Although I agree with the author that there are likely benefits to microbial transplants from other locations like the mouth or small intestine. For example, the spouse spit swapping study posted recently showed a negative effect so it's plausible a positive one could occur with healthy people. I think there's enough knowledge and evidence to show FMTs can have massive benefits throughout the body even without that.
 
Last edited:
I found this quote from the study's author a bit surprising.

It kind of seems like he's a complete idiot?
Haha. I was also going to use stronger language at first :)

I definitely agree they are overstating their results, and the authors seem uninformed about the body of evidence contradicting their statements.

Fix the microbiome in the colon --> proper immune signaling throughout the body --> less inflammation, better circulation, better functioning of organs --> changes in the bacterial composition/ microbiome in other locations of the body.
Agree.

Also, my understanding is that there are simply different percentages of microbes in different parts of the intestine, in large part due to transit time and varying amounts of acids and other secretions. So you would expect things to balance out eventually.
 
“There are microbes along the entire intestinal tract, and we just study predominately the last third of it (the colon),” DeLeon said.

I've been saying this for years as well! That almost the entire research on the gut is focused on the large intestine, which in turn means largely on just two groups of bacteria--the Bacteroidetes and the members of the various Clostridium clusters--and misses the rest of the picture entirely. I blame this almost single-handedly for the near-complete standstill this field seems to have been in for decades.

It's understandable that this is where the focus has been given how easy stool tests are to perform (at least since 16S sequencing became a thing)--but it's also really limiting.

Yes, it's obviously possible for transplants using stool to succeed--but it's also possible to walk to the grocery store backwards while doing a handstand. And my experience is that when FMT does work, it's not due to any breakthrough on the researchers' part, just serendipity, and it isn't like there's ever any insight coming out of it about how it actually works, that allows it to be reproduced with reasonable certainty. Researchers handwave about this or that bacterium going up, almost always a colonic anaerobe, but there isn't consistency across the studies, which to me screams that they are fundamentally looking in the wrong place.

I spend a lot of time looking at gut microbiome studies wondering whether to be happy that they are even looking into the gut as a factor in disease at all, or frustrated that they seem to be studying the same kinds of bacteria over and over again and not discovering anything new.

Available data |
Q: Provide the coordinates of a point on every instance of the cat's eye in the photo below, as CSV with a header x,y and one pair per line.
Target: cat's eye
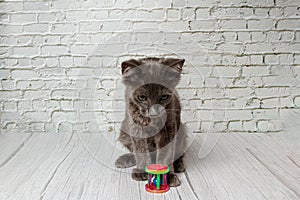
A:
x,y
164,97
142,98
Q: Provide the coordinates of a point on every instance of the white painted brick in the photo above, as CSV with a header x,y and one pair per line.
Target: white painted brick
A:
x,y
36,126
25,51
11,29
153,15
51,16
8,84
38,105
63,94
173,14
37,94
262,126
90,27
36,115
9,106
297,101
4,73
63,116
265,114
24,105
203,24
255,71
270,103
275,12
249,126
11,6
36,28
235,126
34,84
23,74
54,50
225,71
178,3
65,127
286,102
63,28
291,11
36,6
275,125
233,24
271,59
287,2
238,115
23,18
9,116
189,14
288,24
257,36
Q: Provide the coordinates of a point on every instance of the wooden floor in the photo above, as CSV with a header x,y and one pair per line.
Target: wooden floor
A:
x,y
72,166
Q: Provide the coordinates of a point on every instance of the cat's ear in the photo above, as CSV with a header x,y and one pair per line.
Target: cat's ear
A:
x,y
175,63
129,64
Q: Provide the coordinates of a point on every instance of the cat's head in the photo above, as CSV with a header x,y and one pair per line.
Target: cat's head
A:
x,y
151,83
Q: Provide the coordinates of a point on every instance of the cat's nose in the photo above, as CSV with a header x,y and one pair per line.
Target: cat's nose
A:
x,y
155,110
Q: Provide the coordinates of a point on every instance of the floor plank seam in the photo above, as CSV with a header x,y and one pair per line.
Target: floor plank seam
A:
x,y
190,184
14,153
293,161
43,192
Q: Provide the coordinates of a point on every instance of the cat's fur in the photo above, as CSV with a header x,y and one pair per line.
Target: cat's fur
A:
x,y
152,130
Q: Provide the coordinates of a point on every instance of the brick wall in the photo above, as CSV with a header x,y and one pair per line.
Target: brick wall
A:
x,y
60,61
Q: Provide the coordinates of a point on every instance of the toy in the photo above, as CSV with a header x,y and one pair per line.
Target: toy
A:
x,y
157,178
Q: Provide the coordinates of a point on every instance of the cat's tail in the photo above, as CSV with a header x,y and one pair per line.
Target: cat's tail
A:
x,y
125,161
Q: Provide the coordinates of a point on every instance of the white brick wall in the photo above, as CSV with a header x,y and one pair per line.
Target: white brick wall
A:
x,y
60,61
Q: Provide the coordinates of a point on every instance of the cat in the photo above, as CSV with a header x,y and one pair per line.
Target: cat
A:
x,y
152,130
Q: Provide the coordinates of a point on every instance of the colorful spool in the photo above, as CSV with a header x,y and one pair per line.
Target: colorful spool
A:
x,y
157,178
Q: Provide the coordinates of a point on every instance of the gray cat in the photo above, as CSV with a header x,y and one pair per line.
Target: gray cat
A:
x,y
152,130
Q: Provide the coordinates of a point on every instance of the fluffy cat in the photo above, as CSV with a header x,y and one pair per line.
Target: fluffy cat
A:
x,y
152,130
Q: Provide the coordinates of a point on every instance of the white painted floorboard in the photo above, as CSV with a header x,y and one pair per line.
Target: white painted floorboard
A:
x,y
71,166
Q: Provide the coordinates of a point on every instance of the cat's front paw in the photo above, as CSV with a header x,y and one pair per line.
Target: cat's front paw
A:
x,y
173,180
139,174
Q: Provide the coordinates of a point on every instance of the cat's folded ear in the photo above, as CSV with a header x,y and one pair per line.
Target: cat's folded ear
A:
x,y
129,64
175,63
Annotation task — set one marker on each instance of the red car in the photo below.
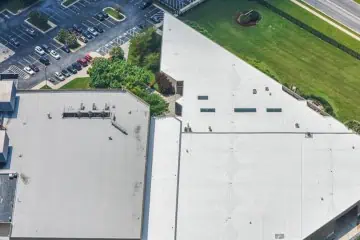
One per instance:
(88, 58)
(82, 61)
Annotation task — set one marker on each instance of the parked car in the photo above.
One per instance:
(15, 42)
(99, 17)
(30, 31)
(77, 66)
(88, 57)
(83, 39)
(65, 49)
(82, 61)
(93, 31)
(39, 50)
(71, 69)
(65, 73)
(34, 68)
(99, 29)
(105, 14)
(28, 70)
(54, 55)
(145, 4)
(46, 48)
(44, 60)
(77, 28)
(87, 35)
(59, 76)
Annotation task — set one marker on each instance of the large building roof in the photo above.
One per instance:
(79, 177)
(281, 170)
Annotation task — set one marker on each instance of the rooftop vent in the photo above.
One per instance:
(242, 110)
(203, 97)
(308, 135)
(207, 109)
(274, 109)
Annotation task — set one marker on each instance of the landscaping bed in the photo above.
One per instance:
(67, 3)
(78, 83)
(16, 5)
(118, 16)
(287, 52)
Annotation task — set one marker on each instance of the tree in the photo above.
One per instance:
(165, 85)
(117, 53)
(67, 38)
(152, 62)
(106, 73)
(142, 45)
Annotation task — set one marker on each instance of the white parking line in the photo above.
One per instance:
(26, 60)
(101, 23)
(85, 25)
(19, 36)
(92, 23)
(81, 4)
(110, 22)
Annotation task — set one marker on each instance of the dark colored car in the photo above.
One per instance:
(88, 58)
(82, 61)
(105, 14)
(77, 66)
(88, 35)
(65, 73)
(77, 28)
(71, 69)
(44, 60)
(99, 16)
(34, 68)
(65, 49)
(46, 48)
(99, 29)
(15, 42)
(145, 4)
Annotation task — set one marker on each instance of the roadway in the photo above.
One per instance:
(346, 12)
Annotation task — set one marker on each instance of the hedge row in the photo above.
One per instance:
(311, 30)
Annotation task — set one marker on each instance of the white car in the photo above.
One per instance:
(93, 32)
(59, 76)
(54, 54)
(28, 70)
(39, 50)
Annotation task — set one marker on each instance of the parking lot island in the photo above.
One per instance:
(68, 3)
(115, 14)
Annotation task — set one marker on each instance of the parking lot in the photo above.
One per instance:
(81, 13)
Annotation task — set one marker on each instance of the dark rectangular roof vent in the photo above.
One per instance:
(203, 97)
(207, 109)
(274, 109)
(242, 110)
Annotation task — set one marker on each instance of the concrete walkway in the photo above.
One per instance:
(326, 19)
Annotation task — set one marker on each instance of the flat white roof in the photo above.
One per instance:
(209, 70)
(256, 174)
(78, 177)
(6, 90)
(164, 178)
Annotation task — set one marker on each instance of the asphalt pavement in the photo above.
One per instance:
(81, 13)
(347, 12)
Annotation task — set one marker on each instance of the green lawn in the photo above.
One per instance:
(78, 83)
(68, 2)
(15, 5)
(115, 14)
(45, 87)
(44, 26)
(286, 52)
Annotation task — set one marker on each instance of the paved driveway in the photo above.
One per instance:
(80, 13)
---
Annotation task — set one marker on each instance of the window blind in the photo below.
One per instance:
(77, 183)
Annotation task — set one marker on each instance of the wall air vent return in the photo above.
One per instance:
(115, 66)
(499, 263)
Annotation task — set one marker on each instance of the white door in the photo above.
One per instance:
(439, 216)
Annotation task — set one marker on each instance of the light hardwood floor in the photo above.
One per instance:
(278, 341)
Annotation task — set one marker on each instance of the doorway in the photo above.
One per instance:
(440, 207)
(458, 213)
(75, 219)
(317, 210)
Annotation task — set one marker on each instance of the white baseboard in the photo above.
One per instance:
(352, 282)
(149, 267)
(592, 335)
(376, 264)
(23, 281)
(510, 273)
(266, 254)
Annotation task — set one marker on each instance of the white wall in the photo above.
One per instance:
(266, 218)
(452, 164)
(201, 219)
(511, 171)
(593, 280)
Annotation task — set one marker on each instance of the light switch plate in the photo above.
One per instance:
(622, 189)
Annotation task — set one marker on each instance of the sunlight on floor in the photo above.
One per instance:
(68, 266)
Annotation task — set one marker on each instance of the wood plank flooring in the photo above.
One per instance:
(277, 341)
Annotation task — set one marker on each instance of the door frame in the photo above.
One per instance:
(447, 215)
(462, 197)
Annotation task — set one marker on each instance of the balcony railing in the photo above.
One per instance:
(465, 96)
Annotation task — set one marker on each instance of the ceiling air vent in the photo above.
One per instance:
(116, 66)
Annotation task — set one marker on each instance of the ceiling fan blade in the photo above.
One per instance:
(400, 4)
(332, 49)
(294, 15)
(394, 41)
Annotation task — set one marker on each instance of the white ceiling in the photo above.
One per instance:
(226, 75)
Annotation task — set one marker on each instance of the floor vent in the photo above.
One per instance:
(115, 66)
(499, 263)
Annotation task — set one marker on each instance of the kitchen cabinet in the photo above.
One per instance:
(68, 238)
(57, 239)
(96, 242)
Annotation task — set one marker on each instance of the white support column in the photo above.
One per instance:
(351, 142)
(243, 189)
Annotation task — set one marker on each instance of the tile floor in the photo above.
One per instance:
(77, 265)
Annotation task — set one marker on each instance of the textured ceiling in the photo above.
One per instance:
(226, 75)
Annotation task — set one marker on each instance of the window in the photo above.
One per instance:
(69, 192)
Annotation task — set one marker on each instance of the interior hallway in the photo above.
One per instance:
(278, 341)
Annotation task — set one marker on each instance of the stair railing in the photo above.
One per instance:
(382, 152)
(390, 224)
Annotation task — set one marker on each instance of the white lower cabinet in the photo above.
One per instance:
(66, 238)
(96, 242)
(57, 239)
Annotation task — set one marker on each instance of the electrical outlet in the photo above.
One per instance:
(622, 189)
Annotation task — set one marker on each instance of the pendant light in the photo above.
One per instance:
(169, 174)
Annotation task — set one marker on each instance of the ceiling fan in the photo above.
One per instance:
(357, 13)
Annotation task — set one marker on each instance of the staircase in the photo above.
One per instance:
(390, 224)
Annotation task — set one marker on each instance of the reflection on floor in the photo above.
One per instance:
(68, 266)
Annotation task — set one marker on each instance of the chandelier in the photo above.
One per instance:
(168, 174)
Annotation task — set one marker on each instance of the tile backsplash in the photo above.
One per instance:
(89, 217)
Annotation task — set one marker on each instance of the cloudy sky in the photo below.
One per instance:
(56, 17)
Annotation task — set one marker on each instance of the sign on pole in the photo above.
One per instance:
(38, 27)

Requirement |
Please edit the forum discussion about the gut microbiome: give it again between "Yes, it's obviously" and "the wrong place.", inclusive, with "serendipity" replaced by "chance".

Solved exercise |
Yes, it's obviously possible for transplants using stool to succeed--but it's also possible to walk to the grocery store backwards while doing a handstand. And my experience is that when FMT does work, it's not due to any breakthrough on the researchers' part, just chance, and it isn't like there's ever any insight coming out of it about how it actually works, that allows it to be reproduced with reasonable certainty. Researchers handwave about this or that bacterium going up, almost always a colonic anaerobe, but there isn't consistency across the studies, which to me screams that they are fundamentally looking in the wrong place.